# Given text

In [1]:
# Purpose: Generate school district summary of the district's key metrics:
           # 1. Total number of students
           # 2. Total number of schools
           # 3. Total budget
           # 4. Average math score
           # 5. Average reading score
           # 6. Percentage of students who passed math
           # 7. Percentage of students who passed reading
           # 8. Overall passing percentage

In [2]:
# Add the Pandas dependency.
import pandas as pd

In [3]:
# Files to load
school_data_to_load = "Resources/schools_complete.csv"
student_data_to_load = "Resources/students_complete.csv"

In [4]:
# Read the school data file and store it in a Pandas DataFrame.
school_data_df = pd.read_csv(school_data_to_load)

# Read the student data file and store it in a Pandas DataFrame.
student_data_df = pd.read_csv(student_data_to_load)

student_data_df.head()

Unnamed: 0,Student ID,student_name,gender,grade,school_name,reading_score,math_score
0,0,Paul Bradley,M,9th,Huang High School,66,79
1,1,Victor Smith,M,12th,Huang High School,94,61
2,2,Kevin Rodriguez,M,12th,Huang High School,90,60
3,3,Dr. Richard Scott,M,12th,Huang High School,67,58
4,4,Bonnie Ray,F,9th,Huang High School,97,84


In [5]:
# Clean student data frame names
# Add each prefix and suffix to remove to a list.
prefixes_suffixes = ["Dr. ", "Mr. ","Ms. ", "Mrs. ", "Miss ", " MD", " DDS", " DVM", " PhD"]

# Iterate through the words in the "prefixes_suffixes" list and replace them with an empty space, "".
for word in prefixes_suffixes:
    student_data_df["student_name"] = student_data_df["student_name"].str.replace(word,"",regex=True)

In [6]:
# Combine the data into a single dataset.
school_data_complete_df = pd.merge(student_data_df, school_data_df, on=["school_name", "school_name"])

In [7]:
# 1. Get the total number of students.
student_count = school_data_complete_df["Student ID"].count()

In [8]:
# 2. Calculate the total number of schools.
# Method 2 - using merged data frame
school_count = len(school_data_complete_df["school_name"].unique())

In [9]:
#3. Calculate total budget
total_budget=school_data_df["budget"].sum()

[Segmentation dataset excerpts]
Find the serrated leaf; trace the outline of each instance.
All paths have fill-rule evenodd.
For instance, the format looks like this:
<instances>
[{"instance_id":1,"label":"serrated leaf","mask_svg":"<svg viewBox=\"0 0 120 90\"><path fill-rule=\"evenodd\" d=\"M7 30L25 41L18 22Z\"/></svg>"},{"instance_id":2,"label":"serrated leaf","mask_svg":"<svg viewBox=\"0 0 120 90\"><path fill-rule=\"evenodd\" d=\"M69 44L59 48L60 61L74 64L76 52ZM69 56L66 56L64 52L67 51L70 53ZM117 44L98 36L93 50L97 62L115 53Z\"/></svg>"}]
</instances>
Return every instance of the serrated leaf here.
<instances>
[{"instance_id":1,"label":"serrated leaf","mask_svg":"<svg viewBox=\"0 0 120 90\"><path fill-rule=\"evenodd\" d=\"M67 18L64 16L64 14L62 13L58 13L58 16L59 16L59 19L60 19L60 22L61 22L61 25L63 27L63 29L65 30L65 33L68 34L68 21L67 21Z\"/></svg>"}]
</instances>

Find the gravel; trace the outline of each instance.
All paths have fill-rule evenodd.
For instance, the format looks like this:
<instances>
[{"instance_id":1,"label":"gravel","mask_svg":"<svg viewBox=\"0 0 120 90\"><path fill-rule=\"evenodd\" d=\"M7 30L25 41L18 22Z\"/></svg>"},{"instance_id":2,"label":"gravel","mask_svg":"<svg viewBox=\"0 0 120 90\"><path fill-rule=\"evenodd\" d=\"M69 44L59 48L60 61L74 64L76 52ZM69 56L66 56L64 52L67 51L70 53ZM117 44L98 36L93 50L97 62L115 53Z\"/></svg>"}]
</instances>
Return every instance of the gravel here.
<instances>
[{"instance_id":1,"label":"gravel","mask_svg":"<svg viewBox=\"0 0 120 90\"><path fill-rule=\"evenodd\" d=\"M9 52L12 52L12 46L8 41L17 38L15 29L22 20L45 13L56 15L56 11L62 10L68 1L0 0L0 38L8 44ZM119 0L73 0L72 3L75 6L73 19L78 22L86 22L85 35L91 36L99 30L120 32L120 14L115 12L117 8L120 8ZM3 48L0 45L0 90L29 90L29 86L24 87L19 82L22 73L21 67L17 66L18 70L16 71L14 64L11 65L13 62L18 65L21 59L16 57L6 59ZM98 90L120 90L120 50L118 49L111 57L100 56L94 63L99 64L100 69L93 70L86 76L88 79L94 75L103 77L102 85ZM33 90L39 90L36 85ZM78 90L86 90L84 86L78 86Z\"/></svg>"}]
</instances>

# Task list
1 > In the school district code, what file path is assigned to student_data_to_load?
2 > Count the lines of the listing that contain the string "trace", with case counting. Give only the number.
The school district code and the listing have no connection to each other.

# Answers to the tasks
1 > Resources/students_complete.csv

2 > 2